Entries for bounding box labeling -
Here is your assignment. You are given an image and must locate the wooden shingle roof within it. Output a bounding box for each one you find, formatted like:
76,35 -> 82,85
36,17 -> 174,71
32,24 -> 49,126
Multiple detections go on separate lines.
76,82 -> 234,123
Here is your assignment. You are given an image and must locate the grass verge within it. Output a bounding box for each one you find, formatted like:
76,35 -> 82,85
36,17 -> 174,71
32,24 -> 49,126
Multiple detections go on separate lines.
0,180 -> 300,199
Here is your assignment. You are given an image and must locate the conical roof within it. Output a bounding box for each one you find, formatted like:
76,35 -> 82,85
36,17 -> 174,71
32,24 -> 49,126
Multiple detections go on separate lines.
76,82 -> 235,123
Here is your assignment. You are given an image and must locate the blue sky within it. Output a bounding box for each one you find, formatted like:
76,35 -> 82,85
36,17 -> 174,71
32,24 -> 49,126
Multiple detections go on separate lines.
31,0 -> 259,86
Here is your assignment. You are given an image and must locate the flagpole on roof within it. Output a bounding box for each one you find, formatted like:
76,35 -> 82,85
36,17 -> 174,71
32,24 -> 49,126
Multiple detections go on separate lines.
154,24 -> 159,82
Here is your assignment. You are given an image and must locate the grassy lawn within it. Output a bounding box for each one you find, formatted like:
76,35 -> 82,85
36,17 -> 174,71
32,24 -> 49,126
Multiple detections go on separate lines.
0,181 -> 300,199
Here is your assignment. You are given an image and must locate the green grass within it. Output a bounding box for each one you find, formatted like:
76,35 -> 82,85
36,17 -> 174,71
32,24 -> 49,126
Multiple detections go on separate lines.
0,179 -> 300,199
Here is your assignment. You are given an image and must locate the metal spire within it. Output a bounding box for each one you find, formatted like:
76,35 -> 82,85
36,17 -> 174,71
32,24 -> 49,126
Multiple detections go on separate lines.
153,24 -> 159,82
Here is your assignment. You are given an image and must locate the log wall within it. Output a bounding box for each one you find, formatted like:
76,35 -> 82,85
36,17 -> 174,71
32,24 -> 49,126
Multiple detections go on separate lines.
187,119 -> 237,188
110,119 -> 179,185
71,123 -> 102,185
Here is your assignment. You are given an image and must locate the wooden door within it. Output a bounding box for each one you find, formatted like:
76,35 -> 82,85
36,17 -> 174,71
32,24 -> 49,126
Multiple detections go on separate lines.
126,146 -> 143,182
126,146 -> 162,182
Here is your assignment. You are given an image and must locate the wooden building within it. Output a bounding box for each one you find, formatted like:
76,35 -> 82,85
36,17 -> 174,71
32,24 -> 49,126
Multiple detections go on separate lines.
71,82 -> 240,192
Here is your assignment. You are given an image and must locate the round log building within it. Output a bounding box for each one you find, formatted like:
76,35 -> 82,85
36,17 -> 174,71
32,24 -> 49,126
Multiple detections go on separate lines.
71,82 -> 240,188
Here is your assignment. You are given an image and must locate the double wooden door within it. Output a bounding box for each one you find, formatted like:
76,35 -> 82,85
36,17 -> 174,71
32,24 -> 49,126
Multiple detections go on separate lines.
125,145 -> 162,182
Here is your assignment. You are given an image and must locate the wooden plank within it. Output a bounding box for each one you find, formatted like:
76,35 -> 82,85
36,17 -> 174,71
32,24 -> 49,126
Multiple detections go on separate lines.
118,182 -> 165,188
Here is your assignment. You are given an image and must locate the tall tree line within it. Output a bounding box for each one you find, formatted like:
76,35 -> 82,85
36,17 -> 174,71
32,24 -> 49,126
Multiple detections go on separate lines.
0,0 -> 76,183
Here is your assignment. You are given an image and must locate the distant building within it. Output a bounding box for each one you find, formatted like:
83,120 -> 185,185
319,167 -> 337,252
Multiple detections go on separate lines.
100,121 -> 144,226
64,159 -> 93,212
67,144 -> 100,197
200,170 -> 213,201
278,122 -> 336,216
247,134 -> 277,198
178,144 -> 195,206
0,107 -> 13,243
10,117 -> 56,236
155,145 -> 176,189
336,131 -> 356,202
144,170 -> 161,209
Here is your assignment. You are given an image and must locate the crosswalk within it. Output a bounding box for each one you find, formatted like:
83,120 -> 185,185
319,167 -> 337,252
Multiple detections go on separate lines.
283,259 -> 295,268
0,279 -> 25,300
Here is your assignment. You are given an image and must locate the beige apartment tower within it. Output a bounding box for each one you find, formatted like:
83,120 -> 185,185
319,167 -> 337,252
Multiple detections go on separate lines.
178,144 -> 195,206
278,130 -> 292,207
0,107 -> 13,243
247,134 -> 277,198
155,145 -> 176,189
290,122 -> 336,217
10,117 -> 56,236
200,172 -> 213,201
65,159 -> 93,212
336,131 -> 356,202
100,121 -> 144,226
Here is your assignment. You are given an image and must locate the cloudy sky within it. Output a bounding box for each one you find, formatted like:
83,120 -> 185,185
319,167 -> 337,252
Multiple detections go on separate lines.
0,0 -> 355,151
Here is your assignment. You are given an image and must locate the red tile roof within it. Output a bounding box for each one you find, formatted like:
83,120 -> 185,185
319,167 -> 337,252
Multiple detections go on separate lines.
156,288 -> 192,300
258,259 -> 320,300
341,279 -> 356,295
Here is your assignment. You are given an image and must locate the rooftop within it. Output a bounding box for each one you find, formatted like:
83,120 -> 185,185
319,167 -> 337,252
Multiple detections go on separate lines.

GIVEN INSTRUCTION - Rewrite all the rows above as a Markdown table with two columns, Number and Line. Give each line its own entry with a running number, and leave out blank lines.

EXERCISE RESULT -
| Number | Line |
|---|---|
| 1 | Here is your assignment. You are given an image and must locate the wooden shingle roof within it. Output a bounding box for each one you find, formatted like: |
| 2 | 76,35 -> 82,85 |
| 3 | 36,17 -> 174,71 |
| 4 | 32,24 -> 49,126 |
| 5 | Multiple detections go on separate lines. |
| 6 | 76,82 -> 234,123 |
| 7 | Here is your assignment. You are given an image and must locate the grass verge within it. Output a bounding box for each one you find, formatted like: |
| 8 | 76,35 -> 82,85 |
| 9 | 36,17 -> 174,71 |
| 10 | 32,24 -> 49,126 |
| 11 | Multiple detections go on separate lines. |
| 12 | 0,180 -> 300,199 |
| 13 | Here is your assignment. You are given an image and must locate the conical roof within it. Output a bounding box for each one you find, formatted like: |
| 14 | 76,35 -> 82,85 |
| 15 | 36,17 -> 174,71 |
| 16 | 32,24 -> 49,126 |
| 17 | Multiple detections go on separate lines. |
| 18 | 76,82 -> 235,123 |
| 19 | Here is your assignment. You are given an image and must locate the blue sky within it. Output a bounding box for each one you find, formatted like: |
| 20 | 76,35 -> 82,85 |
| 21 | 36,17 -> 174,71 |
| 22 | 32,24 -> 49,126 |
| 23 | Multiple detections go on separate lines. |
| 24 | 31,0 -> 259,86 |
| 25 | Here is your assignment. You are given an image and must locate the flagpole on roof within it. Output a bounding box for each one you find, formatted like: |
| 26 | 76,35 -> 82,85 |
| 27 | 36,17 -> 174,71 |
| 28 | 32,24 -> 49,126 |
| 29 | Multiple detections go on separate lines. |
| 30 | 154,24 -> 159,82 |
| 31 | Here is your assignment. You are given an image and must locate the grassy lawn within it. Output a bounding box for each one you find, formatted like: |
| 32 | 76,35 -> 82,85 |
| 33 | 36,17 -> 174,71 |
| 34 | 32,24 -> 49,126 |
| 35 | Multiple detections go on separate lines. |
| 36 | 0,181 -> 300,199 |
| 37 | Here is your assignment. You are given an image and must locate the green grass within it. Output a bounding box for each one you find, formatted like: |
| 38 | 76,35 -> 82,85 |
| 39 | 36,17 -> 174,71 |
| 40 | 32,24 -> 49,126 |
| 41 | Multiple detections go on separate lines. |
| 42 | 0,179 -> 300,199 |
| 43 | Here is your assignment. You are given an image and must locate the metal spire within it. Output a bounding box for each one you find, formatted like: |
| 44 | 76,35 -> 82,85 |
| 45 | 36,17 -> 174,71 |
| 46 | 32,24 -> 49,126 |
| 47 | Multiple detections go on separate lines. |
| 48 | 153,24 -> 159,82 |
| 49 | Here is your assignment. You are given an image and must locate the log wall within it. Output a bounding box for each one you find, formatted like: |
| 50 | 76,35 -> 82,85 |
| 51 | 36,17 -> 174,71 |
| 52 | 32,24 -> 49,126 |
| 53 | Multiple detections go on separate lines. |
| 54 | 187,119 -> 237,188 |
| 55 | 110,119 -> 179,185 |
| 56 | 71,123 -> 102,185 |
| 57 | Here is your assignment. You are given an image and must locate the wooden door within it. Output a bounding box for each one you find, formatted like: |
| 58 | 76,35 -> 82,85 |
| 59 | 36,17 -> 174,71 |
| 60 | 32,24 -> 49,126 |
| 61 | Multiple detections go on separate lines. |
| 62 | 126,146 -> 143,182 |
| 63 | 126,146 -> 162,182 |
| 64 | Here is your assignment. You are given an image and must locate the wooden building within it. Output a bounding box for each one you find, formatted like: |
| 65 | 76,35 -> 82,85 |
| 66 | 36,17 -> 174,71 |
| 67 | 32,24 -> 49,126 |
| 68 | Multiple detections go on separate lines. |
| 69 | 71,82 -> 240,192 |
| 70 | Here is your assignment. You are given an image and must locate the round log building within it. Output a bounding box for each one you find, formatted like: |
| 71 | 76,35 -> 82,85 |
| 72 | 36,17 -> 174,71 |
| 73 | 32,24 -> 49,126 |
| 74 | Multiple detections go on separate lines. |
| 75 | 71,82 -> 240,188 |
| 76 | Here is your assignment. You are given an image and must locate the double wooden door within it. Output a bounding box for each one you find, formatted like: |
| 77 | 76,35 -> 82,85 |
| 78 | 36,17 -> 174,71 |
| 79 | 32,24 -> 49,126 |
| 80 | Multiple detections go on separate lines. |
| 81 | 125,145 -> 162,182 |
| 82 | Here is your assignment. You are given an image and must locate the wooden plank within it. Output a bounding box for each one you find, formatted like: |
| 83 | 76,35 -> 82,85 |
| 84 | 36,17 -> 174,71 |
| 85 | 32,24 -> 49,126 |
| 86 | Multiple detections go on separate lines. |
| 87 | 118,182 -> 165,188 |
| 88 | Here is your assignment. You are given an image and must locate the tall tree line within it. Output a bounding box for each one you find, formatted like: |
| 89 | 76,35 -> 82,85 |
| 90 | 36,17 -> 174,71 |
| 91 | 32,24 -> 49,126 |
| 92 | Multiple detections go on separate lines. |
| 93 | 0,0 -> 76,183 |
| 94 | Here is your assignment. You are given an image and must locate the distant building within it. Output a bounding box for each one you find, formatted like: |
| 95 | 83,120 -> 185,185 |
| 96 | 319,167 -> 337,252 |
| 97 | Multiple detections go on separate lines. |
| 98 | 100,121 -> 144,226 |
| 99 | 64,159 -> 93,212 |
| 100 | 67,144 -> 100,197 |
| 101 | 200,170 -> 213,201 |
| 102 | 278,122 -> 336,216 |
| 103 | 247,134 -> 277,198 |
| 104 | 178,144 -> 195,206 |
| 105 | 0,107 -> 13,243 |
| 106 | 10,117 -> 56,236 |
| 107 | 155,145 -> 176,189 |
| 108 | 336,131 -> 356,202 |
| 109 | 144,170 -> 161,209 |
| 110 | Here is your assignment. You are given an image and must locate the crosswalk within it. Output a bounding box for each one you find, formatted like: |
| 111 | 83,120 -> 185,185 |
| 112 | 319,167 -> 337,252 |
| 113 | Multiple detections go on separate lines. |
| 114 | 283,259 -> 295,268 |
| 115 | 0,279 -> 25,300 |
| 116 | Here is your assignment. You are given an image and must locate the beige apartment tower within it. Output a bounding box for each one you find, formatted like: |
| 117 | 83,120 -> 185,185 |
| 118 | 319,167 -> 337,252 |
| 119 | Multiple detections go on separate lines. |
| 120 | 178,144 -> 195,206 |
| 121 | 278,130 -> 292,207 |
| 122 | 0,107 -> 13,243 |
| 123 | 247,134 -> 277,198 |
| 124 | 155,145 -> 176,189 |
| 125 | 290,122 -> 336,217 |
| 126 | 10,117 -> 56,236 |
| 127 | 200,172 -> 213,201 |
| 128 | 65,159 -> 93,212 |
| 129 | 336,131 -> 356,202 |
| 130 | 100,121 -> 144,226 |
| 131 | Here is your assignment. You are given an image and must locate the cloudy sky within it. Output a bounding box for each one you find, formatted like: |
| 132 | 83,120 -> 185,185 |
| 133 | 319,167 -> 337,252 |
| 134 | Multiple detections go on separate lines. |
| 135 | 0,0 -> 355,151 |
| 136 | Here is your assignment. You are given an image and must locate the red tile roof within it. Output a bounding box for each one you find, formatted like: |
| 137 | 83,120 -> 185,185 |
| 138 | 319,167 -> 337,252 |
| 139 | Multiple detections go on separate lines. |
| 140 | 156,288 -> 192,300 |
| 141 | 258,259 -> 320,300 |
| 142 | 341,279 -> 356,295 |
| 143 | Here is your assignment. You are given an image and must locate the rooftop within it. Output a bounding box for each one you find, formatted like: |
| 144 | 83,120 -> 185,185 |
| 145 | 319,167 -> 337,252 |
| 146 | Multiple detections go on separate lines. |